- Your task -
Gather, from the data below, each line in which the word "waist" occurs.

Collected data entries
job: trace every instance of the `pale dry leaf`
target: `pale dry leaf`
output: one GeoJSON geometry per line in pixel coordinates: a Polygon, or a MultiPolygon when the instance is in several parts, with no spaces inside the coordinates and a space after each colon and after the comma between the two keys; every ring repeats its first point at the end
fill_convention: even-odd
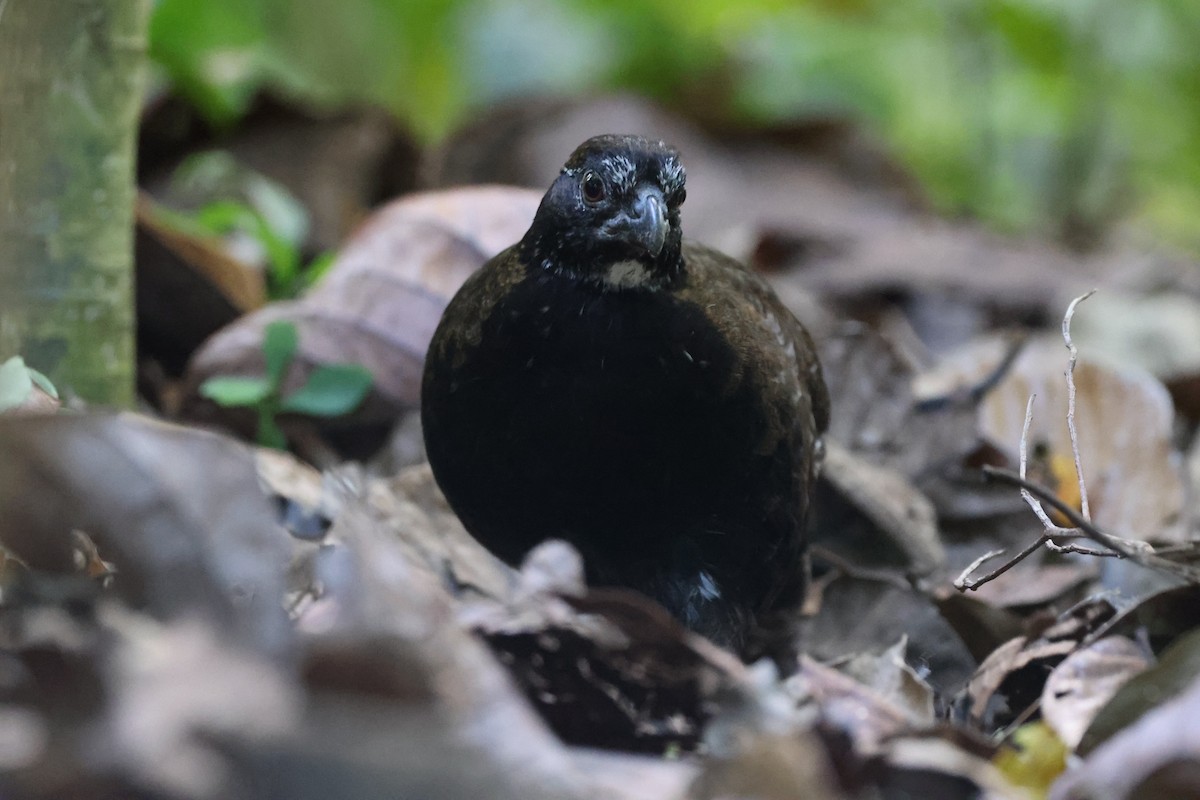
{"type": "Polygon", "coordinates": [[[1200,301],[1184,292],[1105,289],[1072,324],[1080,352],[1157,378],[1200,372],[1200,301]]]}
{"type": "MultiPolygon", "coordinates": [[[[1051,800],[1133,800],[1160,797],[1139,791],[1140,785],[1164,767],[1200,758],[1200,680],[1181,695],[1148,711],[1082,763],[1072,766],[1051,787],[1051,800]]],[[[1193,778],[1196,776],[1193,774],[1193,778]]],[[[1200,781],[1187,793],[1200,795],[1200,781]]]]}
{"type": "Polygon", "coordinates": [[[908,638],[878,655],[851,656],[838,669],[907,711],[914,725],[933,724],[933,689],[905,661],[908,638]]]}
{"type": "Polygon", "coordinates": [[[1148,666],[1146,654],[1131,639],[1109,636],[1093,642],[1050,673],[1042,690],[1042,717],[1074,750],[1100,709],[1148,666]]]}
{"type": "Polygon", "coordinates": [[[121,646],[101,749],[143,780],[185,796],[220,797],[228,765],[209,737],[267,739],[300,720],[296,687],[278,665],[223,639],[211,623],[171,626],[108,609],[121,646]]]}
{"type": "Polygon", "coordinates": [[[877,753],[890,737],[929,722],[922,713],[808,656],[800,657],[800,670],[787,686],[797,699],[811,699],[821,718],[849,736],[863,754],[877,753]]]}
{"type": "MultiPolygon", "coordinates": [[[[1171,446],[1174,409],[1167,390],[1148,373],[1118,371],[1086,357],[1081,353],[1075,369],[1075,421],[1093,521],[1125,538],[1179,541],[1184,484],[1171,446]]],[[[1010,453],[1013,463],[1031,394],[1030,452],[1045,448],[1071,458],[1066,365],[1060,340],[1031,342],[980,405],[981,435],[1010,453]]]]}
{"type": "MultiPolygon", "coordinates": [[[[1013,673],[1035,661],[1063,658],[1078,646],[1078,642],[1070,639],[1031,642],[1024,636],[1000,645],[984,659],[970,683],[967,684],[967,695],[971,701],[971,716],[977,720],[983,719],[988,703],[1013,673]]],[[[1019,710],[1012,709],[1014,713],[1019,710]]]]}

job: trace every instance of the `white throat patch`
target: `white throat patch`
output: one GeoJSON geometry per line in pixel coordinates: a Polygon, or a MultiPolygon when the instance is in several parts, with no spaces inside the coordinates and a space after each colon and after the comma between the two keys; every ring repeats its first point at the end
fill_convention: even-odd
{"type": "Polygon", "coordinates": [[[650,281],[650,270],[640,261],[618,261],[609,265],[603,280],[613,289],[632,289],[650,281]]]}

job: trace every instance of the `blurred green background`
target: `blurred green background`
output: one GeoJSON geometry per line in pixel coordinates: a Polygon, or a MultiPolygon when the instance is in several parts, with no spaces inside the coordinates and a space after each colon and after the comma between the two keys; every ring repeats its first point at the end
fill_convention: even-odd
{"type": "Polygon", "coordinates": [[[1195,0],[158,0],[151,47],[219,123],[264,86],[382,105],[428,143],[538,93],[849,119],[946,214],[1200,252],[1195,0]]]}

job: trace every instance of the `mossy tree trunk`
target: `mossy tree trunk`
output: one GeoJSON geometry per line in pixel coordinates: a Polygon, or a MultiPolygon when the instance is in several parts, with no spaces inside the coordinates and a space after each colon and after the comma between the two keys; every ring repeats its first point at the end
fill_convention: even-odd
{"type": "Polygon", "coordinates": [[[0,0],[0,361],[134,396],[133,198],[150,0],[0,0]]]}

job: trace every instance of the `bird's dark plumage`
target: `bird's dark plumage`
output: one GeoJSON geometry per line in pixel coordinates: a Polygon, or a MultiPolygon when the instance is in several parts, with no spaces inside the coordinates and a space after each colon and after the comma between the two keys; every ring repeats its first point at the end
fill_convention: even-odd
{"type": "Polygon", "coordinates": [[[581,145],[450,302],[422,422],[450,505],[501,558],[565,539],[593,583],[745,652],[803,593],[829,399],[767,284],[683,241],[684,195],[661,142],[581,145]]]}

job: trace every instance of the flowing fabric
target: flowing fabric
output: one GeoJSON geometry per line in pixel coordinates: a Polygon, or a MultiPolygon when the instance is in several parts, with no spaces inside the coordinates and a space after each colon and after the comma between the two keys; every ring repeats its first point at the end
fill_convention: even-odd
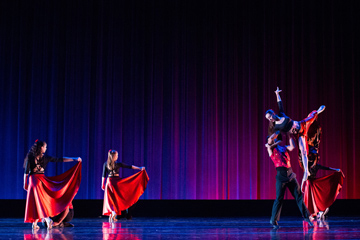
{"type": "Polygon", "coordinates": [[[81,162],[54,177],[31,174],[27,190],[25,222],[53,217],[72,207],[81,182],[81,162]]]}
{"type": "Polygon", "coordinates": [[[146,171],[140,171],[130,177],[108,177],[104,193],[103,215],[110,215],[115,211],[121,215],[135,204],[144,193],[149,176],[146,171]]]}
{"type": "Polygon", "coordinates": [[[334,203],[342,188],[344,177],[342,172],[334,172],[322,178],[306,181],[304,202],[310,214],[325,211],[334,203]]]}

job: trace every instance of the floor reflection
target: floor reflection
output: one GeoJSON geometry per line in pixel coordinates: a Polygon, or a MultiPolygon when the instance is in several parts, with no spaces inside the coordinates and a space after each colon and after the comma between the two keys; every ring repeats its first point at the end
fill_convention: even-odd
{"type": "Polygon", "coordinates": [[[71,231],[64,228],[31,229],[24,231],[24,240],[72,240],[71,231]],[[31,233],[29,233],[31,231],[31,233]],[[64,232],[65,231],[65,232],[64,232]]]}
{"type": "Polygon", "coordinates": [[[129,232],[128,228],[122,228],[121,222],[103,222],[102,233],[103,240],[141,239],[129,232]]]}
{"type": "Polygon", "coordinates": [[[268,217],[134,218],[109,223],[107,218],[74,219],[72,228],[32,230],[23,219],[1,219],[0,239],[360,239],[360,217],[332,217],[313,227],[299,217],[282,217],[273,229],[268,217]]]}

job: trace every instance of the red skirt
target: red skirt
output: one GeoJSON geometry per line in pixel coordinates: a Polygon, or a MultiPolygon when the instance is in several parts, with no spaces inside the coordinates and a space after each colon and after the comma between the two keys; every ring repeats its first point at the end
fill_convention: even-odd
{"type": "Polygon", "coordinates": [[[30,175],[24,221],[53,217],[71,207],[80,182],[81,162],[58,176],[30,175]]]}
{"type": "Polygon", "coordinates": [[[130,177],[108,177],[106,180],[103,215],[110,215],[115,211],[121,215],[124,211],[134,205],[144,193],[149,176],[146,171],[140,171],[130,177]]]}
{"type": "Polygon", "coordinates": [[[344,182],[342,172],[334,172],[322,178],[306,181],[304,202],[310,214],[325,211],[330,207],[340,193],[344,182]]]}

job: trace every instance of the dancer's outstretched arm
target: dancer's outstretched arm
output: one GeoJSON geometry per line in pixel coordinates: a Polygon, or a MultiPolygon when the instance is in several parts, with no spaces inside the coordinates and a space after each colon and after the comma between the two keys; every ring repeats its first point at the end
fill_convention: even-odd
{"type": "Polygon", "coordinates": [[[78,162],[81,162],[81,158],[80,157],[63,157],[64,159],[64,162],[73,162],[73,161],[78,161],[78,162]]]}
{"type": "Polygon", "coordinates": [[[131,165],[131,168],[132,169],[137,169],[137,170],[140,170],[140,171],[145,170],[145,167],[138,167],[138,166],[135,166],[135,165],[131,165]]]}

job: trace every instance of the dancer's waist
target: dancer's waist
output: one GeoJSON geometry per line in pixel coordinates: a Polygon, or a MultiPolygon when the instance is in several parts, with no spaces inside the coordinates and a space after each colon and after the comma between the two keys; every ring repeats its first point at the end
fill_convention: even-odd
{"type": "Polygon", "coordinates": [[[108,175],[108,177],[119,177],[119,174],[111,174],[111,175],[108,175]]]}
{"type": "Polygon", "coordinates": [[[289,168],[287,168],[287,167],[277,167],[276,171],[289,173],[289,172],[292,172],[292,168],[291,167],[289,167],[289,168]]]}

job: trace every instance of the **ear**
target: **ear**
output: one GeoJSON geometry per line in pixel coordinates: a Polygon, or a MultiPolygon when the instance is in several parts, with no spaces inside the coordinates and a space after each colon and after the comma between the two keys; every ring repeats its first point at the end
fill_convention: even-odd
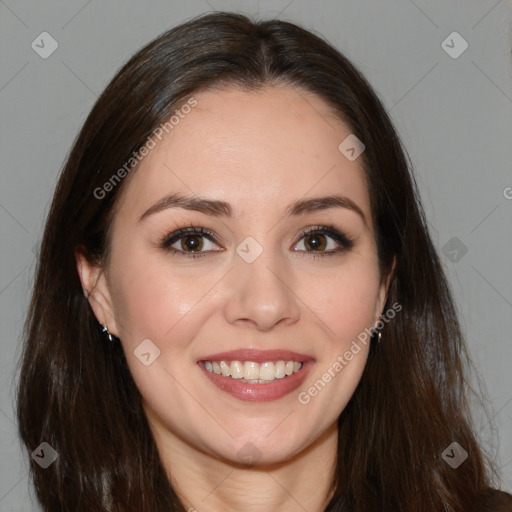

- Written answer -
job: trace every instance of the dancer's waist
target: dancer's waist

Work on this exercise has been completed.